◆ WHAT NEEDS TO BE DONE ◆
Rewrite the lines that run from the one containing "Could you please locate the wooden floor" through the one containing "<point>412,266</point>", swapping "instance" for "occurrence" and leaving everything else unchanged.

◆ AVAILABLE RECORDS ◆
____
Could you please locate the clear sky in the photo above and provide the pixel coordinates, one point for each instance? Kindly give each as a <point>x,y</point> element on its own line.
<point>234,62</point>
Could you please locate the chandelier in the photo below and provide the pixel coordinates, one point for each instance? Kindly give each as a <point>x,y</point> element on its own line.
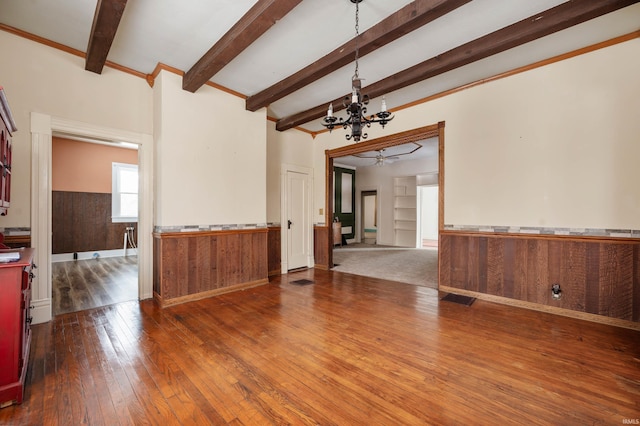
<point>356,104</point>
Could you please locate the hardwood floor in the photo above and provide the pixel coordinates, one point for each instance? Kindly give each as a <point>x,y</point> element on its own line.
<point>84,284</point>
<point>346,350</point>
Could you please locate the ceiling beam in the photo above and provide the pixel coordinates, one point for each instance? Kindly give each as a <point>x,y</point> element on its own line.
<point>401,23</point>
<point>103,31</point>
<point>262,16</point>
<point>539,25</point>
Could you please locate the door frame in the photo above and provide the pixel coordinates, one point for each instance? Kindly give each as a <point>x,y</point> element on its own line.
<point>365,193</point>
<point>434,130</point>
<point>43,127</point>
<point>284,200</point>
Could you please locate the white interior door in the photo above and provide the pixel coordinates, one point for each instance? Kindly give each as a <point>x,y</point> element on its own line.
<point>297,226</point>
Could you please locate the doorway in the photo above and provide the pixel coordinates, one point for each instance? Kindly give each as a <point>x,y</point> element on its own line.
<point>42,128</point>
<point>369,206</point>
<point>428,216</point>
<point>94,193</point>
<point>412,136</point>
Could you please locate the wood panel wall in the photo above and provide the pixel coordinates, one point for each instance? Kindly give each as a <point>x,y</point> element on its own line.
<point>597,276</point>
<point>320,244</point>
<point>81,222</point>
<point>195,265</point>
<point>274,244</point>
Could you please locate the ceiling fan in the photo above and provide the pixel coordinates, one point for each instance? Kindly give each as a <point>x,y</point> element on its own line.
<point>381,158</point>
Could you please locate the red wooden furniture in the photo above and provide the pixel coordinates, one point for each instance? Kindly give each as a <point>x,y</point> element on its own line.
<point>15,320</point>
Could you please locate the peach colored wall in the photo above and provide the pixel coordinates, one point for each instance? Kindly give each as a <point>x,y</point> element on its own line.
<point>85,167</point>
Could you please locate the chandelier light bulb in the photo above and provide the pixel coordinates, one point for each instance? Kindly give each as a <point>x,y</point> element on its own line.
<point>357,120</point>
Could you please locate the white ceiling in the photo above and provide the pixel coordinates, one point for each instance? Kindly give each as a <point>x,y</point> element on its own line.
<point>428,148</point>
<point>178,33</point>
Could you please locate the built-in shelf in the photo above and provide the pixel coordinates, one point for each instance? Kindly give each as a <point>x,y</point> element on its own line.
<point>405,211</point>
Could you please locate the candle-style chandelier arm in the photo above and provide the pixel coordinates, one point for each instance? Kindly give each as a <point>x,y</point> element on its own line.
<point>356,103</point>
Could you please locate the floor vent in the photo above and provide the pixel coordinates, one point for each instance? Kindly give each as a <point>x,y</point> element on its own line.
<point>458,298</point>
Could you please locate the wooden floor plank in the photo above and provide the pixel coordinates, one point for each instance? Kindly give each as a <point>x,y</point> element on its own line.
<point>344,350</point>
<point>84,284</point>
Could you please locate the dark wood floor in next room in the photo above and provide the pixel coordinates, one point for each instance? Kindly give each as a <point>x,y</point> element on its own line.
<point>84,284</point>
<point>344,350</point>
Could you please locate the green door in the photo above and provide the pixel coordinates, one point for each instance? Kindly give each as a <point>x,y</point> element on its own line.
<point>344,202</point>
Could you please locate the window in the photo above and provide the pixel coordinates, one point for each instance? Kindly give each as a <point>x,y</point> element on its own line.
<point>124,193</point>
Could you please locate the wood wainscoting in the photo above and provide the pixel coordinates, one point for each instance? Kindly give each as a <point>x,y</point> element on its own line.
<point>320,244</point>
<point>598,276</point>
<point>81,221</point>
<point>274,247</point>
<point>194,265</point>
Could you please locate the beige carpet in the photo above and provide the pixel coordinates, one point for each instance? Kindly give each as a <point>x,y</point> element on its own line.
<point>412,266</point>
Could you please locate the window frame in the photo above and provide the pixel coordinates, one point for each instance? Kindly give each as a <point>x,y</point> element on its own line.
<point>116,216</point>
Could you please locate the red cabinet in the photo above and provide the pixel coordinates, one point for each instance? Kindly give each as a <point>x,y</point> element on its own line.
<point>15,321</point>
<point>7,127</point>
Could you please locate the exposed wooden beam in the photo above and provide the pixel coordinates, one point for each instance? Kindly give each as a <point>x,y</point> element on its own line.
<point>262,16</point>
<point>539,25</point>
<point>103,30</point>
<point>407,19</point>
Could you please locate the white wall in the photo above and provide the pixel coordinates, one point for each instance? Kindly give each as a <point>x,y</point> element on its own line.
<point>381,179</point>
<point>557,146</point>
<point>37,78</point>
<point>292,148</point>
<point>211,157</point>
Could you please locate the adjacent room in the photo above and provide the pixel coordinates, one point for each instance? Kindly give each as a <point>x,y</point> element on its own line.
<point>339,212</point>
<point>94,197</point>
<point>385,213</point>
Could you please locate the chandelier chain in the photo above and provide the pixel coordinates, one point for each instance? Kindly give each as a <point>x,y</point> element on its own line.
<point>356,75</point>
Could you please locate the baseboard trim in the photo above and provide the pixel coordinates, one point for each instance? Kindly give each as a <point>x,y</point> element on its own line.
<point>40,311</point>
<point>544,308</point>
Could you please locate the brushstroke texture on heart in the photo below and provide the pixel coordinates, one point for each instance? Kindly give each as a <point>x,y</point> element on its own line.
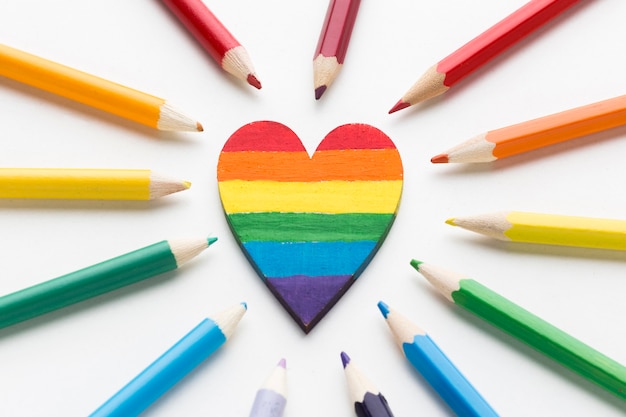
<point>309,225</point>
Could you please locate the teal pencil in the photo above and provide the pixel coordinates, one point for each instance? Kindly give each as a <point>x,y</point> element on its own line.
<point>98,279</point>
<point>435,367</point>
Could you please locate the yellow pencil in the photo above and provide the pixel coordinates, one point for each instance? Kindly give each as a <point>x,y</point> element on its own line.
<point>86,184</point>
<point>93,91</point>
<point>548,229</point>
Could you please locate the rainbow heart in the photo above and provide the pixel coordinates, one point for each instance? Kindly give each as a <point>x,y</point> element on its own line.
<point>309,225</point>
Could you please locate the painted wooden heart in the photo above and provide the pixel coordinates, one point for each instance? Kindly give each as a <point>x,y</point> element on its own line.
<point>309,225</point>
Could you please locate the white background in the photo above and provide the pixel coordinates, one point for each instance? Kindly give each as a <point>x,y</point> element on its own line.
<point>69,362</point>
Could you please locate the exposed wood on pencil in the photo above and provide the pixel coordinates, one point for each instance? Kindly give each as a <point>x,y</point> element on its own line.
<point>527,328</point>
<point>333,43</point>
<point>538,133</point>
<point>215,38</point>
<point>93,91</point>
<point>477,52</point>
<point>86,184</point>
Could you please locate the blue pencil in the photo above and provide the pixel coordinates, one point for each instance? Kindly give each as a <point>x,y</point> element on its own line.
<point>173,365</point>
<point>435,367</point>
<point>271,398</point>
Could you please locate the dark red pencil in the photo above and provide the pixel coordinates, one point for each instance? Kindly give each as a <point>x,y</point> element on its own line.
<point>333,43</point>
<point>456,66</point>
<point>215,38</point>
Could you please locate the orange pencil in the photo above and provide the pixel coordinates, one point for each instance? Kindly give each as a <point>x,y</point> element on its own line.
<point>537,133</point>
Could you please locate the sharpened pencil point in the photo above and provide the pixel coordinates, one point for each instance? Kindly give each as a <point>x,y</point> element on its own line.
<point>416,264</point>
<point>399,106</point>
<point>384,308</point>
<point>345,359</point>
<point>254,81</point>
<point>319,91</point>
<point>451,221</point>
<point>440,159</point>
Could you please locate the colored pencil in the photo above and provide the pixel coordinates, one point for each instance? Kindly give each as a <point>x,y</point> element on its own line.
<point>528,328</point>
<point>333,43</point>
<point>173,365</point>
<point>477,52</point>
<point>538,133</point>
<point>368,401</point>
<point>86,184</point>
<point>430,361</point>
<point>271,398</point>
<point>548,229</point>
<point>93,91</point>
<point>98,279</point>
<point>215,38</point>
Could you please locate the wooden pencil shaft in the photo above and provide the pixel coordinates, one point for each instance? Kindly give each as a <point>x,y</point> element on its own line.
<point>558,127</point>
<point>86,283</point>
<point>80,86</point>
<point>542,336</point>
<point>499,37</point>
<point>337,28</point>
<point>100,184</point>
<point>204,26</point>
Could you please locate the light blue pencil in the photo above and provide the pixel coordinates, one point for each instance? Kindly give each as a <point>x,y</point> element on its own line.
<point>435,367</point>
<point>173,365</point>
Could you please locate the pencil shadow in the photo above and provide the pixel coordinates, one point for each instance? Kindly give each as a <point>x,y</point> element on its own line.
<point>80,110</point>
<point>549,250</point>
<point>470,319</point>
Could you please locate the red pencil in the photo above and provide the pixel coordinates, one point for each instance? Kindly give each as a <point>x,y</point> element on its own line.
<point>481,49</point>
<point>333,43</point>
<point>215,38</point>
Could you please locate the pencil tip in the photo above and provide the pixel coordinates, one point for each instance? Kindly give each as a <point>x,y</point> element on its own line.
<point>254,81</point>
<point>416,264</point>
<point>319,91</point>
<point>384,308</point>
<point>399,106</point>
<point>440,159</point>
<point>345,359</point>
____
◆ FINAL RESULT ◆
Could you please locate the wooden floor plank in the photo above and provide the pixel coordinates, one point for each occurrence? Kindly give each as a <point>x,y</point> element on its own line.
<point>344,350</point>
<point>84,284</point>
Could you please locate the dark wood floor in next room in the photo above and provide the pixel coordinates, one point for each occurrence? Kindly give each as a <point>x,y</point> element on its own line.
<point>84,284</point>
<point>344,350</point>
Could you please locate the green door in the photo above and provide the pixel coordinates, one point for each occurrence? Kindly give each as a <point>x,y</point> element on its own line.
<point>344,202</point>
Could you please locate the window in the photo above and provide the pixel coordinates, one point for each occurrence? Kindly give each as a <point>x,y</point> element on its own line.
<point>124,193</point>
Could you please locate the wood wainscoting in the photo above and provide the pixel coordinates, one point for each occurrence? Kindly give each as a <point>x,y</point> element on its own line.
<point>320,244</point>
<point>598,276</point>
<point>81,221</point>
<point>274,247</point>
<point>194,265</point>
Could you please locate the beige carpet in the photo above and provide the pixel coordinates, one point for each occurrence? Kindly give each as a <point>x,y</point> element on its own line.
<point>412,266</point>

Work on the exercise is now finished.